-- begin Supplied records --
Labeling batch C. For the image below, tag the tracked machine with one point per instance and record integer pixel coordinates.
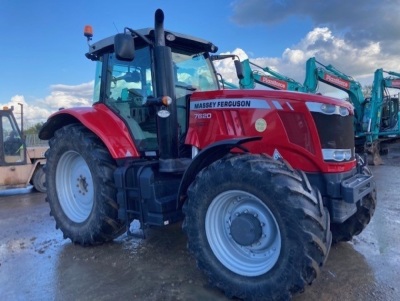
(262, 181)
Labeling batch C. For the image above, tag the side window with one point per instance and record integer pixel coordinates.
(97, 82)
(128, 86)
(13, 145)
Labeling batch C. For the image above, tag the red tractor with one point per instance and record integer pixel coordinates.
(263, 180)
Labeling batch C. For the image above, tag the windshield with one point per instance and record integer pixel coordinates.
(195, 70)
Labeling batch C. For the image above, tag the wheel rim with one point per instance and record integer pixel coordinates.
(253, 259)
(75, 187)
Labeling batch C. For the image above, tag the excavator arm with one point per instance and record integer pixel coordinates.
(333, 77)
(274, 81)
(381, 106)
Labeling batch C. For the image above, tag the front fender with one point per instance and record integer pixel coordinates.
(207, 156)
(100, 120)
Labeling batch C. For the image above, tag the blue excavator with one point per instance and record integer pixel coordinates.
(274, 80)
(376, 118)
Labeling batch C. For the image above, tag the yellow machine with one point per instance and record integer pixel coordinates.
(20, 166)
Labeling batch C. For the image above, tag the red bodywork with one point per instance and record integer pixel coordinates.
(281, 118)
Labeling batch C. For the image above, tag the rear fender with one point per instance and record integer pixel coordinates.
(101, 121)
(207, 156)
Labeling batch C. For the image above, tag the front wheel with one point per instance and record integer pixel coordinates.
(256, 227)
(80, 186)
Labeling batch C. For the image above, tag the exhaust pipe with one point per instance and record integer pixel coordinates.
(159, 28)
(167, 123)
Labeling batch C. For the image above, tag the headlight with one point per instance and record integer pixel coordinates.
(328, 109)
(336, 154)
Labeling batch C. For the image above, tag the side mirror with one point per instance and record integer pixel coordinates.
(124, 47)
(239, 69)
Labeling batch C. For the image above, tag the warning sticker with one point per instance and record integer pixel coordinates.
(276, 155)
(261, 125)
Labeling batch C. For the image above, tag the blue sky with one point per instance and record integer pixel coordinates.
(43, 47)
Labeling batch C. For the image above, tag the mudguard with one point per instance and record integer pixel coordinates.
(100, 120)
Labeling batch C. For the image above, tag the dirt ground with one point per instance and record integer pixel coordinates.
(36, 263)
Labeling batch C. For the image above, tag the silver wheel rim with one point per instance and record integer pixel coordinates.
(255, 259)
(75, 187)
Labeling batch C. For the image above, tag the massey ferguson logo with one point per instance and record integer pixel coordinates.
(274, 82)
(337, 81)
(395, 83)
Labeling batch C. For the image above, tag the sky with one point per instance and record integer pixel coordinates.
(42, 48)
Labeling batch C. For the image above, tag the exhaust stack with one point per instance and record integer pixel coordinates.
(165, 86)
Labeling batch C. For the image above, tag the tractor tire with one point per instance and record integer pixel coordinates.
(80, 187)
(39, 179)
(256, 227)
(355, 224)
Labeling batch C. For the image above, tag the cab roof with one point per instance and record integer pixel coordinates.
(182, 41)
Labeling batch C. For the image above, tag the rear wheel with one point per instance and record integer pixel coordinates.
(39, 179)
(80, 188)
(256, 227)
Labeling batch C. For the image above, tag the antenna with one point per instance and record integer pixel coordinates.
(116, 28)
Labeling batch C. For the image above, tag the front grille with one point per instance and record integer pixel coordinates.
(335, 131)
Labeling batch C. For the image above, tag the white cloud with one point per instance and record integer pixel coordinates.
(358, 62)
(60, 96)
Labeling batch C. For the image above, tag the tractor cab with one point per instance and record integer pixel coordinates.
(12, 147)
(129, 86)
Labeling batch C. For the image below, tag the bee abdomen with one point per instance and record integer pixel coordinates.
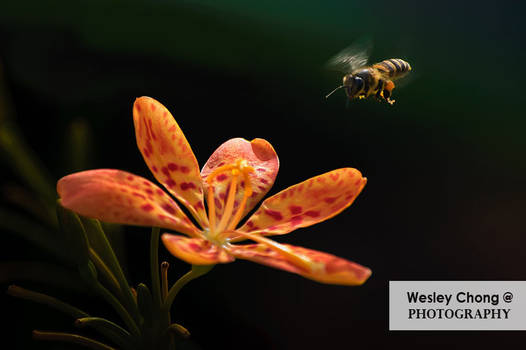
(393, 67)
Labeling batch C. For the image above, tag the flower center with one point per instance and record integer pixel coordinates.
(229, 219)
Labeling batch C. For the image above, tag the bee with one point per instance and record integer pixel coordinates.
(362, 80)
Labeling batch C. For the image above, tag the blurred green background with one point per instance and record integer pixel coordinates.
(446, 193)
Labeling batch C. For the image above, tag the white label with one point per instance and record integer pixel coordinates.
(457, 305)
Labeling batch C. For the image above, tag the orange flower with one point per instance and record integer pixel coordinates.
(235, 178)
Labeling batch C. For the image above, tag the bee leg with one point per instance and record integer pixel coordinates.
(389, 86)
(380, 90)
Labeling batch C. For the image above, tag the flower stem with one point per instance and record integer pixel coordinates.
(117, 334)
(117, 306)
(46, 300)
(71, 338)
(154, 267)
(197, 271)
(103, 268)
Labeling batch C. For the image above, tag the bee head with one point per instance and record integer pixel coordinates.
(353, 85)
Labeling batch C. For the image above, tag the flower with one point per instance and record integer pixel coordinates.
(235, 178)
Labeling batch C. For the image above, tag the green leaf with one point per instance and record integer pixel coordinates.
(144, 300)
(99, 242)
(74, 234)
(109, 329)
(46, 300)
(40, 272)
(26, 228)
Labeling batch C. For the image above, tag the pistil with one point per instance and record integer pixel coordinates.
(229, 219)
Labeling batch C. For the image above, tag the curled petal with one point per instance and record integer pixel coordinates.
(318, 266)
(259, 154)
(120, 197)
(168, 154)
(306, 203)
(196, 251)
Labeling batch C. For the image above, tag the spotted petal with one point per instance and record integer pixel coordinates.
(318, 266)
(120, 197)
(195, 251)
(259, 154)
(306, 203)
(168, 154)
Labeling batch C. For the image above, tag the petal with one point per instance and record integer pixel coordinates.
(306, 203)
(120, 197)
(195, 251)
(322, 267)
(168, 154)
(259, 154)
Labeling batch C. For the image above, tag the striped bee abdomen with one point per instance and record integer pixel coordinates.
(393, 68)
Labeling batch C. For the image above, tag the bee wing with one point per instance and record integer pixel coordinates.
(400, 81)
(350, 58)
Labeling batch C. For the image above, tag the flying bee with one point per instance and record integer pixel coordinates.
(362, 80)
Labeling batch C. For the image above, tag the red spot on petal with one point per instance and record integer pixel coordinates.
(312, 213)
(151, 129)
(138, 195)
(168, 208)
(147, 207)
(276, 215)
(146, 153)
(185, 169)
(330, 200)
(334, 176)
(296, 220)
(194, 246)
(218, 203)
(295, 209)
(186, 185)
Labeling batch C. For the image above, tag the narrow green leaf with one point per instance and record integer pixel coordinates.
(40, 272)
(112, 331)
(99, 242)
(33, 232)
(144, 300)
(73, 233)
(46, 300)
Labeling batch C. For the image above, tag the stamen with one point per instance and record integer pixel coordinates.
(239, 167)
(246, 195)
(296, 259)
(229, 202)
(211, 208)
(164, 279)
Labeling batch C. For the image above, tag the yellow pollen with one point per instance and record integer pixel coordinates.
(294, 258)
(229, 220)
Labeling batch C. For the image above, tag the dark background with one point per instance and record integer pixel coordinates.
(446, 195)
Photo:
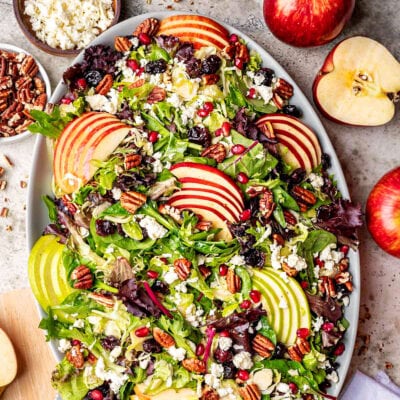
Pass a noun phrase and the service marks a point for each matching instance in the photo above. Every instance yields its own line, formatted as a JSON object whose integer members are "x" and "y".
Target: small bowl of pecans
{"x": 64, "y": 28}
{"x": 24, "y": 86}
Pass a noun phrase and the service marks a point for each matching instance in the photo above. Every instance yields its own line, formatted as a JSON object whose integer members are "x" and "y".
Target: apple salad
{"x": 197, "y": 245}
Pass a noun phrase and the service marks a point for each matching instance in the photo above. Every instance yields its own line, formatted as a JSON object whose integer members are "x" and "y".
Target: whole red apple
{"x": 306, "y": 23}
{"x": 383, "y": 212}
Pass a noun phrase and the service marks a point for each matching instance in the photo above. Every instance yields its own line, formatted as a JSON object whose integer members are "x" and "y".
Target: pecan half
{"x": 122, "y": 44}
{"x": 294, "y": 353}
{"x": 163, "y": 338}
{"x": 105, "y": 85}
{"x": 182, "y": 267}
{"x": 210, "y": 79}
{"x": 132, "y": 161}
{"x": 132, "y": 201}
{"x": 149, "y": 26}
{"x": 250, "y": 392}
{"x": 156, "y": 95}
{"x": 75, "y": 356}
{"x": 266, "y": 204}
{"x": 194, "y": 365}
{"x": 209, "y": 394}
{"x": 262, "y": 345}
{"x": 83, "y": 277}
{"x": 233, "y": 281}
{"x": 102, "y": 299}
{"x": 216, "y": 151}
{"x": 290, "y": 271}
{"x": 303, "y": 195}
{"x": 283, "y": 88}
{"x": 29, "y": 66}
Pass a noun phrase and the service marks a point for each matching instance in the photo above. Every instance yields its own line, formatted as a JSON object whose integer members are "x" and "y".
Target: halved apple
{"x": 92, "y": 136}
{"x": 196, "y": 29}
{"x": 358, "y": 82}
{"x": 298, "y": 144}
{"x": 210, "y": 194}
{"x": 46, "y": 272}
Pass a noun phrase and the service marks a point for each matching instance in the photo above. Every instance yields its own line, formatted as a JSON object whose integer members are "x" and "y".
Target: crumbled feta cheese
{"x": 242, "y": 360}
{"x": 116, "y": 379}
{"x": 177, "y": 354}
{"x": 79, "y": 323}
{"x": 316, "y": 181}
{"x": 224, "y": 343}
{"x": 153, "y": 228}
{"x": 64, "y": 345}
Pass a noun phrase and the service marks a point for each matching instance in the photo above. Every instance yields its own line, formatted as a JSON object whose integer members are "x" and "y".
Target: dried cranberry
{"x": 229, "y": 370}
{"x": 222, "y": 356}
{"x": 199, "y": 135}
{"x": 93, "y": 78}
{"x": 264, "y": 77}
{"x": 105, "y": 228}
{"x": 156, "y": 67}
{"x": 292, "y": 110}
{"x": 211, "y": 64}
{"x": 151, "y": 346}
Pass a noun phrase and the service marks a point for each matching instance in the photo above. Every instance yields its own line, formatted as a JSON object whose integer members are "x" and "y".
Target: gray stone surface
{"x": 365, "y": 154}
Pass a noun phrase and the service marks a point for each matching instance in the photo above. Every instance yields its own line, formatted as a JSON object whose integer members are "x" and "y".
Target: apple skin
{"x": 383, "y": 212}
{"x": 305, "y": 23}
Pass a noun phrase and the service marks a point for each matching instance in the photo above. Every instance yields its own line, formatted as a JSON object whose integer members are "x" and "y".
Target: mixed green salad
{"x": 160, "y": 302}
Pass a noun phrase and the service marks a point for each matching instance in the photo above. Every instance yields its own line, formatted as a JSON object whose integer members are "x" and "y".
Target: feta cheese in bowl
{"x": 65, "y": 27}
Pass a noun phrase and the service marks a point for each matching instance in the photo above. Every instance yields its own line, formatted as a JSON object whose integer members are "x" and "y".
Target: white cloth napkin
{"x": 362, "y": 387}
-- end Supplied records --
Select every line in the records above that contains the word "salad", and copy each one out in full.

* [Expected output]
Target: apple salad
Target: mixed green salad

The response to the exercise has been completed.